▸ Reading text
□ □ □ □

The success behind any business lies mainly on three things:  your product or service, its affordability and you (or the people) who run it.  Make just one of these components mediocre and your business and everything for which you’ve worked hard will go down the drain.

Therefore, once you have an excellent product or service idea, done your research on the market and have come up with a consumer-friendly price for your product or service, the next thing you need to do is to look for a business partner.  While going at it alone could be a better choice, it isn’t always the best because a partner could actually help you achieve your vision – IF you have the right one, of course.

Choosing a Business Partner

1.  Specify what you need in your business partner/s.  First of all, list down your strengths – your skills, talents and capabilities – or what you can bring to the business.  If you are thinking of putting up a graphic design and web development business for instance and you already are a good graphic artist with years of experience, there really is no point in getting another artist as your partner.  In this case, your partners (you’d probably be looking for more than one) should be someone who is an excellent marketing strategist and someone who is an excellent website programmer.  You’ll need the programmer for web development and the marketing strategist for selling your services to the market.

2.  Be strict about your business partner’s qualifications.  Remember that you want your business to become profitable – and unless your partner or partners can deliver their end of the deal, your business will never take off or will not last for very long.

It might be easier to choose your friends or relatives who know a little something about the business you want to put up or have a moderate proficiency for the tasks that your business partner will be expected to perform.  However, a partner who knows “a little something” is not someone you’d want to begin your business with.  Choose only people who can do an excellent job, whether they are your friends or not.

3.  Check his/her credentials.  When presented with a potential business partner, you should not take him/her at face value.  You should research his/her background and track record.  You need someone with loads of experience so he/she should have a portfolio bursting (or near bursting) at the seams with past work samples, references/testimonials and other proof of skill/talent/capability.

4.  Designate.  After deciding on your business partner/s, you should list down the tasks that need doing in your business.  After specifying the tasks, you should assign these tasks accordingly.  You know what you can and can’t do, and you know why you picked your partner/s; thus, task designation should be easy.  Make sure that task assignments are clearly understood by everyone involved.

5.  Make everything legal.  You should draw up a contract that lays down – in black and white – the details of the partnership.  The contract should be quite specific on what is expected of each partner (including you).  There should be sections on each partner’s obligations and responsibilities, share of capital, profit share, dispute resolution, and partnership dissolution.  Have a lawyer draw up the contract for utmost detail and protection.

□ □ □ □

▸ Given data
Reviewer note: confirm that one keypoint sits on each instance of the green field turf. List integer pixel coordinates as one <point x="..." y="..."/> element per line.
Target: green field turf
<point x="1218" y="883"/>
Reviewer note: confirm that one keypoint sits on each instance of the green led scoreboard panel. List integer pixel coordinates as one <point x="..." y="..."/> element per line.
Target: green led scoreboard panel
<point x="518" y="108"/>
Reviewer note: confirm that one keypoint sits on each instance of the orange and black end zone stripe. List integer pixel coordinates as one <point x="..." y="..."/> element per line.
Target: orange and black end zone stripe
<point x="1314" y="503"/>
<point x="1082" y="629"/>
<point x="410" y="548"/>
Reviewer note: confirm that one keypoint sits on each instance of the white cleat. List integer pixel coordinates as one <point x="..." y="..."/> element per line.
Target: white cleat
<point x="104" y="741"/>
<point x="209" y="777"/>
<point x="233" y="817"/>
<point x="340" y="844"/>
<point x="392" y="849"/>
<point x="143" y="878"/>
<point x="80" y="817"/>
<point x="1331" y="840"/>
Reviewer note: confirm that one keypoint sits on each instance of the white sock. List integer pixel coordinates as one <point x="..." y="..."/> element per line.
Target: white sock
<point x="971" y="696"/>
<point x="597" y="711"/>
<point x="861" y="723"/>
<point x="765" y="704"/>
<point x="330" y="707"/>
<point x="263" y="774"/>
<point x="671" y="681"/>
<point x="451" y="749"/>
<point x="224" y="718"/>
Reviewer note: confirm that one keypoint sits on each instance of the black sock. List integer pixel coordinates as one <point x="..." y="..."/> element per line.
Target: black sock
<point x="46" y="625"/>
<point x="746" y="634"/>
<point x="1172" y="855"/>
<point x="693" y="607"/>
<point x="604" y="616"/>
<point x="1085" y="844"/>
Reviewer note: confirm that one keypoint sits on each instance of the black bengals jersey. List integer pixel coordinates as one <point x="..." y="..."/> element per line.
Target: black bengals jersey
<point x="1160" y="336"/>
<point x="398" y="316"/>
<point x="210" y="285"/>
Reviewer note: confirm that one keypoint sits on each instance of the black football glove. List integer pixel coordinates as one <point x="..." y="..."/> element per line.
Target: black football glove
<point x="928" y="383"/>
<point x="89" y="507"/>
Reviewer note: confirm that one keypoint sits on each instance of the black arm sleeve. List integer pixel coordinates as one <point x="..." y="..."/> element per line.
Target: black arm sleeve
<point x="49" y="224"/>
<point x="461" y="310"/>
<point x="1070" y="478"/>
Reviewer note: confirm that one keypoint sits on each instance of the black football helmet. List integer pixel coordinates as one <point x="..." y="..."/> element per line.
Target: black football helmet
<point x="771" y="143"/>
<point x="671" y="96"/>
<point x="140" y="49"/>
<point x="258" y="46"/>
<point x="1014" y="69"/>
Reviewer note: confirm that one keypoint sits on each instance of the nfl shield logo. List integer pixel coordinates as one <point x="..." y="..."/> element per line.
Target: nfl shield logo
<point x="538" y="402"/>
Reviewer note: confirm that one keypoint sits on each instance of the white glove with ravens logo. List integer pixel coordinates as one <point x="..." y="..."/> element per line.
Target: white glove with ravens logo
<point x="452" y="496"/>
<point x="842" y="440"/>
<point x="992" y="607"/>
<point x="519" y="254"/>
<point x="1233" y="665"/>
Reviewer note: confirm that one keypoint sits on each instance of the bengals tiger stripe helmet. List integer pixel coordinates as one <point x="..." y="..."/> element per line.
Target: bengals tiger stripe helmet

□ □ □ □

▸ Set tasks
a) According to the text on choosing a business partner, what sections should the partnership contract contain?
b) Summarize the text on choosing a business partner in two sentences.
The items are separate material and are not part of the text on choosing a business partner.

▸ Worked solutions
a) Sections on each partner's obligations and responsibilities, share of capital, profit share, dispute resolution, and partnership dissolution.

b) Business success depends on the product or service, its affordability and the people running it, so once those are in place, the next step is to find a business partner who can help achieve the vision. To choose well, specify what skills you need beyond your own, insist on excellent qualifications, check credentials, assign tasks clearly, and have a lawyer draw up a specific contract for the partnership.